* Begin Information given *

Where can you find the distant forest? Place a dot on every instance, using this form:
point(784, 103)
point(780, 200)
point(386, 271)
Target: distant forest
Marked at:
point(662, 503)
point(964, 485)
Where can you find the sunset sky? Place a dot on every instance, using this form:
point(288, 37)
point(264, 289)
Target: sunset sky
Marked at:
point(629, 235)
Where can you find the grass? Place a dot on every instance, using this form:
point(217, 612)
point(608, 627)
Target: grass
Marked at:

* End Information given *

## Request:
Output the lines from the line containing "Where can you find the sunset" to the end, both included; add nothing.

## Result for this task:
Where can you find the sunset sky? Place a dot on every instance, using this form:
point(288, 37)
point(264, 289)
Target: sunset sky
Marked at:
point(629, 235)
Where can you find the grass? Place a dot on every instance, using this form:
point(217, 612)
point(608, 627)
Target: grass
Marked at:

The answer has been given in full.